Treat the line containing "Please mark the wide-brim" as the first line of the answer and the last line of the data as its final line, reproducing every line between exactly.

---- Excerpted records

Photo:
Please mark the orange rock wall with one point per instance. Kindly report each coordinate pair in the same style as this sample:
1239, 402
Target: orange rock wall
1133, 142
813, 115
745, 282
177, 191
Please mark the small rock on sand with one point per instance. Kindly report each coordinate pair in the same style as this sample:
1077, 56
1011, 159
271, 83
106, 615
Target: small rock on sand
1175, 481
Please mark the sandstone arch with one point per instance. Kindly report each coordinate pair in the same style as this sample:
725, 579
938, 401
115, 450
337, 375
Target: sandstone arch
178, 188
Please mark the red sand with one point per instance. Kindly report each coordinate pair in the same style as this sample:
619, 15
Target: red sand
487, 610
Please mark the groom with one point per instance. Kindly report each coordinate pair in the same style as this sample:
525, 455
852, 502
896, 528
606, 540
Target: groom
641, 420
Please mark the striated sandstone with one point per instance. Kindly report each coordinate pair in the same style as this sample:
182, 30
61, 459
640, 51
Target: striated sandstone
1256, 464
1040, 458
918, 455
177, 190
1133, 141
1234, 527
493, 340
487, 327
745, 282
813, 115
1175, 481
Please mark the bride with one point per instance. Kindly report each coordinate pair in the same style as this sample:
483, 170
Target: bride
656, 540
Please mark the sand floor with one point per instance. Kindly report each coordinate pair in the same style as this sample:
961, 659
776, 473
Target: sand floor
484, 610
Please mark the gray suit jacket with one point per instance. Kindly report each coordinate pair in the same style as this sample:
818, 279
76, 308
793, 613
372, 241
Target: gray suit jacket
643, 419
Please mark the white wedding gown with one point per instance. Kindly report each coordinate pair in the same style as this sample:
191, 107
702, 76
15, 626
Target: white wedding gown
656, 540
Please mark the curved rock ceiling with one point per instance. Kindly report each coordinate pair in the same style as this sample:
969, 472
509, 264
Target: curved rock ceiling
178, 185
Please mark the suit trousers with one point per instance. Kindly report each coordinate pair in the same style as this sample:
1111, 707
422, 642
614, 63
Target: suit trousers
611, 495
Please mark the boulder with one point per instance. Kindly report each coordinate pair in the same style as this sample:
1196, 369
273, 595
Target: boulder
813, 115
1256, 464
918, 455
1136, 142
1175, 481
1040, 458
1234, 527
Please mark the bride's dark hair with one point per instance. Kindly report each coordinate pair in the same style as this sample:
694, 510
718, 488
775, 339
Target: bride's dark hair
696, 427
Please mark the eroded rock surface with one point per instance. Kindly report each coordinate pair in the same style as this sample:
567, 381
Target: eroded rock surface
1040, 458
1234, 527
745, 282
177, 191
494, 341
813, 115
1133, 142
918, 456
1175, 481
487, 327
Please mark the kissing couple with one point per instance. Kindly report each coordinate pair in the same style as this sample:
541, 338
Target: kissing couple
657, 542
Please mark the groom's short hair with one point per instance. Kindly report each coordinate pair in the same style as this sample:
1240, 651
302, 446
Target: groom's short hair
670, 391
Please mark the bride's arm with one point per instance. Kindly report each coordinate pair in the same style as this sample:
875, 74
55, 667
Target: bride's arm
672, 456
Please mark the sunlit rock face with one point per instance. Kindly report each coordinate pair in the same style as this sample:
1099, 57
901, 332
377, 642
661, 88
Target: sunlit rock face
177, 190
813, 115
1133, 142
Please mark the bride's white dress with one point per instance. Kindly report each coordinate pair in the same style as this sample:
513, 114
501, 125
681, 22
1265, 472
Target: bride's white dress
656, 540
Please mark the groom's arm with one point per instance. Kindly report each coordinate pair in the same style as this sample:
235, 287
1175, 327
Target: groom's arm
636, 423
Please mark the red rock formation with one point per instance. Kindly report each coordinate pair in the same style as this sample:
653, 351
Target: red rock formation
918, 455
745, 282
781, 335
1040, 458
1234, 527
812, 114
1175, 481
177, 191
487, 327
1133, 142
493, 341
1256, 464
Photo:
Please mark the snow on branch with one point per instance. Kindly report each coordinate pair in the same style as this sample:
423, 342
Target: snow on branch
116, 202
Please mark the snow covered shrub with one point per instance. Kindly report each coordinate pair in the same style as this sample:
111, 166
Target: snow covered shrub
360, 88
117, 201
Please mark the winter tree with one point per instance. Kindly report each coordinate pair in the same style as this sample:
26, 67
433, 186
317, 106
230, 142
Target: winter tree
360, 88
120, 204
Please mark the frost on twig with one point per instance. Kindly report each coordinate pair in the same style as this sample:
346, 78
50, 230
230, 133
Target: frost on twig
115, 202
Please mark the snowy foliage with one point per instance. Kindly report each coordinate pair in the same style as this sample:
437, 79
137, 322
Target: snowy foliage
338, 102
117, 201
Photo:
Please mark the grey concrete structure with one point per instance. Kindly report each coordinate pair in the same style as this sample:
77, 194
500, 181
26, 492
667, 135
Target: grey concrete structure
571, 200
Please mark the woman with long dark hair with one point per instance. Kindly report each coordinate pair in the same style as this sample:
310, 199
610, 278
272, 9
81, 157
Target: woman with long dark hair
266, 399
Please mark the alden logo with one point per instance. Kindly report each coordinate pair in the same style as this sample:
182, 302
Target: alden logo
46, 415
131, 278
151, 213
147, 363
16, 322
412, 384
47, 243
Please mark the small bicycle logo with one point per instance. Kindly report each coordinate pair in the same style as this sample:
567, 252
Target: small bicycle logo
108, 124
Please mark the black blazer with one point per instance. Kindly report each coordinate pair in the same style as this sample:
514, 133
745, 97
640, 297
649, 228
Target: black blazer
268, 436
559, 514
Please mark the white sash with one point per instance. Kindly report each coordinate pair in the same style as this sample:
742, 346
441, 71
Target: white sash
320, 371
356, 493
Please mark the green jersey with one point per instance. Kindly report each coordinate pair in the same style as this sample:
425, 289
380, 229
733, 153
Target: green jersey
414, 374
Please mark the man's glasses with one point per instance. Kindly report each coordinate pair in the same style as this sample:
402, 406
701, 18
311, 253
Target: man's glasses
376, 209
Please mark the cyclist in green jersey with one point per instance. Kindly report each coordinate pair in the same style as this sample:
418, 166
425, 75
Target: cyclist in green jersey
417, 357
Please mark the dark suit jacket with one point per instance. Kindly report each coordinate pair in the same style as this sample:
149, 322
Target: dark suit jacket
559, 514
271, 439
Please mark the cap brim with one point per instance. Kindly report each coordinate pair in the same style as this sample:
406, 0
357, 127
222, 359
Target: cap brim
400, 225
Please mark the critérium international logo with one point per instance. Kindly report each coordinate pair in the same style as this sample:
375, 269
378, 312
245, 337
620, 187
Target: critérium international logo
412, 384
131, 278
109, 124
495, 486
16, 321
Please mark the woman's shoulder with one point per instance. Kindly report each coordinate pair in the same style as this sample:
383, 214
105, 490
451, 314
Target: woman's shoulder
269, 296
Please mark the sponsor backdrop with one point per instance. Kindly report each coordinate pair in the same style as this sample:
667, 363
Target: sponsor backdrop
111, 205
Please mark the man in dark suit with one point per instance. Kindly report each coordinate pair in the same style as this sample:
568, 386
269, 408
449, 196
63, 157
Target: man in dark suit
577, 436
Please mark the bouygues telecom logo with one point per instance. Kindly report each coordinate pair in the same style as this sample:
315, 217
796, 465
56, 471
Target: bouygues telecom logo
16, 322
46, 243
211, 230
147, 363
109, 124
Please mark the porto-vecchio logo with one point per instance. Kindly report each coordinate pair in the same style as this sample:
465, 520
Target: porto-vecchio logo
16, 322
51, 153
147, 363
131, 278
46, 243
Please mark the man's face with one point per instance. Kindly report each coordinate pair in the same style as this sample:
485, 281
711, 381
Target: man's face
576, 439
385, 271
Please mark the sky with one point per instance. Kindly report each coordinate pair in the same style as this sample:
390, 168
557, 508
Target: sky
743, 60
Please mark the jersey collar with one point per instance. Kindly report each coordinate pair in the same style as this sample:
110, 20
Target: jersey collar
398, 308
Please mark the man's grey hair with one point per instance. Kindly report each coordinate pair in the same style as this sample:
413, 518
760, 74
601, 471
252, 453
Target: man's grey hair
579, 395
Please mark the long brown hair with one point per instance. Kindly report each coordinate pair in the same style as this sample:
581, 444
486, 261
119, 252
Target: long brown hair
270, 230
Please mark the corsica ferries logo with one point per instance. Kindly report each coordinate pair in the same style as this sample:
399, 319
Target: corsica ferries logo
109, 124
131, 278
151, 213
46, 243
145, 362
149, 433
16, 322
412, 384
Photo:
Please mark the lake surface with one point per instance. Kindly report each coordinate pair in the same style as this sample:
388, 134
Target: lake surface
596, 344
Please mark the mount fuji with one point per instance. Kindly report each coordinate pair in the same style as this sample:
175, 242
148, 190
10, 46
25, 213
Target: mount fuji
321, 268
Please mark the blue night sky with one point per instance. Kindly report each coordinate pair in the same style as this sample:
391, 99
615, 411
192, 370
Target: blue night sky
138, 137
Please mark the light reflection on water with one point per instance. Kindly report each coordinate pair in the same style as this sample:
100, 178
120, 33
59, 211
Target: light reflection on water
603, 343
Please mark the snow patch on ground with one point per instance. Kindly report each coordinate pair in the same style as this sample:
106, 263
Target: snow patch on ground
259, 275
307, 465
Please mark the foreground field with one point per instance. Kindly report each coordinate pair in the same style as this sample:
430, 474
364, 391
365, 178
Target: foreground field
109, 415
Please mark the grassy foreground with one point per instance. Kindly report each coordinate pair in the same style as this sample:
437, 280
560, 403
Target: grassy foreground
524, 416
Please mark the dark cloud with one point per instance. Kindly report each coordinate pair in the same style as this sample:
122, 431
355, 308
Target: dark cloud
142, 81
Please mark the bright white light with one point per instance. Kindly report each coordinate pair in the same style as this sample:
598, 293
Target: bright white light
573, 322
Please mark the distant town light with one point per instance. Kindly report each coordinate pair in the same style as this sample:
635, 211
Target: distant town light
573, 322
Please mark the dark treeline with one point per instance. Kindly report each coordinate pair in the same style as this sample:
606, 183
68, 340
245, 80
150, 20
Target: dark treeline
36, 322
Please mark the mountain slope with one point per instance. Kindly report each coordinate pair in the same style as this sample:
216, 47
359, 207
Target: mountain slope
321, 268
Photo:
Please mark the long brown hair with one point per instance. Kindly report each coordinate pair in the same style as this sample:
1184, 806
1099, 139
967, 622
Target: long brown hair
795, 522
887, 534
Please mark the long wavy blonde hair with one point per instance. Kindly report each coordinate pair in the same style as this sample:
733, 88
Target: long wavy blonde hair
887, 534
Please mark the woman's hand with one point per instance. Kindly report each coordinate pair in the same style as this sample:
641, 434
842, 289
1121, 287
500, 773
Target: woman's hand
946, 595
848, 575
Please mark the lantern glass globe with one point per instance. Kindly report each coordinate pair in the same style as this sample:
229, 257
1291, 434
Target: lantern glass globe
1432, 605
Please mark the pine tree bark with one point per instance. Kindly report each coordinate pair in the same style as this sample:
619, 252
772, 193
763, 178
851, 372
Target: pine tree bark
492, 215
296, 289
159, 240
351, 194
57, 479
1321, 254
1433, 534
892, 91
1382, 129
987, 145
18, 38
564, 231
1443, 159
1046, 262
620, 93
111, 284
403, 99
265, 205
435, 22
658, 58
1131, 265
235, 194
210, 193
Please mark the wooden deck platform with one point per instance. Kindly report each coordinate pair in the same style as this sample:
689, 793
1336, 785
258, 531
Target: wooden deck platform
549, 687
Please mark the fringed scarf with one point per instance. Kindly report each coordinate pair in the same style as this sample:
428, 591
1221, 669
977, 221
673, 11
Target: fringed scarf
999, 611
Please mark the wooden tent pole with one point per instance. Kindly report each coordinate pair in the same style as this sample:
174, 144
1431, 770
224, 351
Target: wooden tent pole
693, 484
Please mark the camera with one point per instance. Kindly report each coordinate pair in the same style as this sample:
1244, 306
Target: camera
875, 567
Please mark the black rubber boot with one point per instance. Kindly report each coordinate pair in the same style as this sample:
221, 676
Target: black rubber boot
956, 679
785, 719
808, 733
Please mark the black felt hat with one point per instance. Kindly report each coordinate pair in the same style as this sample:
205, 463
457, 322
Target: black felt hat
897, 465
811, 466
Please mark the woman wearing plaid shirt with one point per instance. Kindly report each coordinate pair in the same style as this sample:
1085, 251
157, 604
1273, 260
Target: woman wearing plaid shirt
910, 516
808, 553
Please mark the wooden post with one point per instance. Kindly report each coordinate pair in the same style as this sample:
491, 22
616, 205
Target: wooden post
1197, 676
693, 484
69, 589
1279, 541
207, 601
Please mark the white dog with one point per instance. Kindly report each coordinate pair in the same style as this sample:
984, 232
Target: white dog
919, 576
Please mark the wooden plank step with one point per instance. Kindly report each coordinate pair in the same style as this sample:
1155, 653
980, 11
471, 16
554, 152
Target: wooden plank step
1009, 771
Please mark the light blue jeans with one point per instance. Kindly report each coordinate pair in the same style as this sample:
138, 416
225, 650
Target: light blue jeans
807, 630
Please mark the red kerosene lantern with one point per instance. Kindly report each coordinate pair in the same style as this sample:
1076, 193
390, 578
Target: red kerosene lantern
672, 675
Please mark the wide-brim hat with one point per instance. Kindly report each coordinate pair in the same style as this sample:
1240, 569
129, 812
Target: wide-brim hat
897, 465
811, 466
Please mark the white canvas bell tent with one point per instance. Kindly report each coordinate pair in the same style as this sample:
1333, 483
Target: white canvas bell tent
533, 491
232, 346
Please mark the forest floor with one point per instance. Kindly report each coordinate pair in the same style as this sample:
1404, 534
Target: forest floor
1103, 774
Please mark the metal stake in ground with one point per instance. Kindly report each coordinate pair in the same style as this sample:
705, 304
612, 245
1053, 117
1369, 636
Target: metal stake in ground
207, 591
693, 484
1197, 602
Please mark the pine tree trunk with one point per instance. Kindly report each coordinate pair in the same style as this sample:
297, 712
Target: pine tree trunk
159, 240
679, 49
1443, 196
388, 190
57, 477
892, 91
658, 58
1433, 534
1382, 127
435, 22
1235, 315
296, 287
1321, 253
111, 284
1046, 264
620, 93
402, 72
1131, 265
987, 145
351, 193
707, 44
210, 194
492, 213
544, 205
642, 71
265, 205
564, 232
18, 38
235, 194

--------

:: Answer space ::
Please mark the wide-brim hat with one point per instance. Kindly report each coordinate pair in the same style as this sample:
1240, 569
129, 812
Target: wide-brim hat
897, 465
811, 466
Please mark the white canvas bell tent with one point per instance. Kindly report each coordinate pair in the same style as this sample:
1333, 483
Target: white canvas bell tent
533, 491
232, 346
Please mark the forest floor with one point per instance. Kindly report each coordinate pair in the same style as this sample:
1404, 534
Target: forest floor
1103, 774
Please mark the metal stake in ground with one point per instance. Kindly report each coordinate pair in the same style as this sample:
705, 304
612, 245
1053, 117
1369, 636
Target: metal stake in ground
207, 591
693, 484
1197, 602
Please mark the pine tree trunk with one point per instance. Kindly report each coordinate pair in the same style as this sample:
297, 712
Target: pine tree trunk
159, 240
679, 49
1443, 196
388, 190
57, 477
892, 91
658, 58
1433, 534
1382, 127
435, 22
1235, 315
296, 287
1321, 253
111, 284
1046, 264
620, 93
402, 72
1131, 265
987, 145
351, 193
707, 44
210, 194
492, 213
544, 205
642, 71
265, 205
564, 232
18, 38
235, 194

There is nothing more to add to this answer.